══ Excerpted passage ══

The 11 Laws of Athletic Muscle

How To Look Good And Perform Even Better

Make the most of your gains by training like an athlete. Build muscle that performs as good as it looks. Here’s how.


Here’s what you need to know…

  1. Build a base of strength, then train speed, agility, and coordination using jumps and throws.
  2. Get comfortable being uncomfortable.
  3. Schedule exercises that are neurologically demanding at the beginning of your week and workouts. Do isolation work in 10-15 minute chunks of time.
  4. Use rest periods strategically to increase your lifts and make workouts more productive.
  5. Lack of recovery is what holds most people back from their goals.
  6. Toughen up. Have pride, passion, and perseverance.

1. Move Like an Athlete

The most relevant tip to improve performance and build muscle is to “get stronger.” But once you have your strength foundation, add exercises to improve coordination, speed, and movement.

When it comes to becoming more athletic, an overemphasis on building maximum strength is as dangerous as minimizing it.

Without a base of movement, it doesn’t matter how strong you are, inefficiencies in movement will hold back your high performance training.

═══
══ Entries supplied ══

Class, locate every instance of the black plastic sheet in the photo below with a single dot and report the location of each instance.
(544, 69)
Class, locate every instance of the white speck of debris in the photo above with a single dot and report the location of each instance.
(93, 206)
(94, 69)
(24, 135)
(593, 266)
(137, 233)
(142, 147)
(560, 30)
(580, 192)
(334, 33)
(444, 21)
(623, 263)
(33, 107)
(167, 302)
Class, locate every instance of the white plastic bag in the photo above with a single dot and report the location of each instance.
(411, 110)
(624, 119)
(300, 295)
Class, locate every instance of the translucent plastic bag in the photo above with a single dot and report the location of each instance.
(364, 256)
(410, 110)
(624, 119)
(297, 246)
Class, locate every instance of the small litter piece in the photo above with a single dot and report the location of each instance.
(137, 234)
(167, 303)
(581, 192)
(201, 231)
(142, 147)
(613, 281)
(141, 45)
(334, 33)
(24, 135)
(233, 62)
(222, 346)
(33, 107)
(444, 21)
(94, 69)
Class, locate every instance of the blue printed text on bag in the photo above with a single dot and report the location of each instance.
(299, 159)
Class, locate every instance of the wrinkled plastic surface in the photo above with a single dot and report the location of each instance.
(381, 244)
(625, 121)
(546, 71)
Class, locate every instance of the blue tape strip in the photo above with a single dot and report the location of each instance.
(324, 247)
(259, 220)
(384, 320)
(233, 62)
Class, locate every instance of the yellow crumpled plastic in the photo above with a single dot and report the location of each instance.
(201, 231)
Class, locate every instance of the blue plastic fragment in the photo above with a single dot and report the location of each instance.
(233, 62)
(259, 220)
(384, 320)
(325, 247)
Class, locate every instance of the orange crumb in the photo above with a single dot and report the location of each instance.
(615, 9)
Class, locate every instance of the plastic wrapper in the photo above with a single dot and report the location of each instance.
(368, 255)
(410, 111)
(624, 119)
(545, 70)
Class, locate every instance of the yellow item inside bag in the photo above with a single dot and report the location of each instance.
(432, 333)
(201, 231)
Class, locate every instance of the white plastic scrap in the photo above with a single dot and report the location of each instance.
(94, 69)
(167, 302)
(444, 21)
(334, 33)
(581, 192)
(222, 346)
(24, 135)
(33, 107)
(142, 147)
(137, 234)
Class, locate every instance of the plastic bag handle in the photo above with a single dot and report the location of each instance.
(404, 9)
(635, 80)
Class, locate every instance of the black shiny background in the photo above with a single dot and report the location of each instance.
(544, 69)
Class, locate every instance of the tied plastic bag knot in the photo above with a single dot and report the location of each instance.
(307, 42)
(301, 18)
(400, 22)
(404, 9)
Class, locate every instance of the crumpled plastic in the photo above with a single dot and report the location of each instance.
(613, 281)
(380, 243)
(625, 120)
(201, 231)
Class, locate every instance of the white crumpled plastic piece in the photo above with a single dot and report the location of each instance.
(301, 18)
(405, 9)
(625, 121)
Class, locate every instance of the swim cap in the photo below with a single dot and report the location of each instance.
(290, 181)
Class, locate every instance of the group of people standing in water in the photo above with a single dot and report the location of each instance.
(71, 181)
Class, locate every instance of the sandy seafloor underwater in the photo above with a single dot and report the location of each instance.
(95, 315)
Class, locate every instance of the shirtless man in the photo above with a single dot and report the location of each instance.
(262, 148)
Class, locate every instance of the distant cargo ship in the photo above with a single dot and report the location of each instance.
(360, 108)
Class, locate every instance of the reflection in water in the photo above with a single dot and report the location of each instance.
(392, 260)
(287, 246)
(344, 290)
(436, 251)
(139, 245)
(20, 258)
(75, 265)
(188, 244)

═══

Given exercise 1. In the text on athletic muscle, why should a strong lifter still add work on coordination, speed, and movement?
Given exercise 2. Repeat the text on athletic muscle between "3. Schedule exercises" and "high performance training.", inclusive.

Task solution 1. Without a base of movement, strength alone does not help. Inefficiencies in movement will hold back high performance training no matter how strong the lifter is.

Task solution 2.
3. Schedule exercises that are neurologically demanding at the beginning of your week and workouts. Do isolation work in 10-15 minute chunks of time.
  4. Use rest periods strategically to increase your lifts and make workouts more productive.
  5. Lack of recovery is what holds most people back from their goals.
  6. Toughen up. Have pride, passion, and perseverance.

1. Move Like an Athlete

The most relevant tip to improve performance and build muscle is to “get stronger.” But once you have your strength foundation, add exercises to improve coordination, speed, and movement.

When it comes to becoming more athletic, an overemphasis on building maximum strength is as dangerous as minimizing it.

Without a base of movement, it doesn’t matter how strong you are, inefficiencies in movement will hold back your high performance training.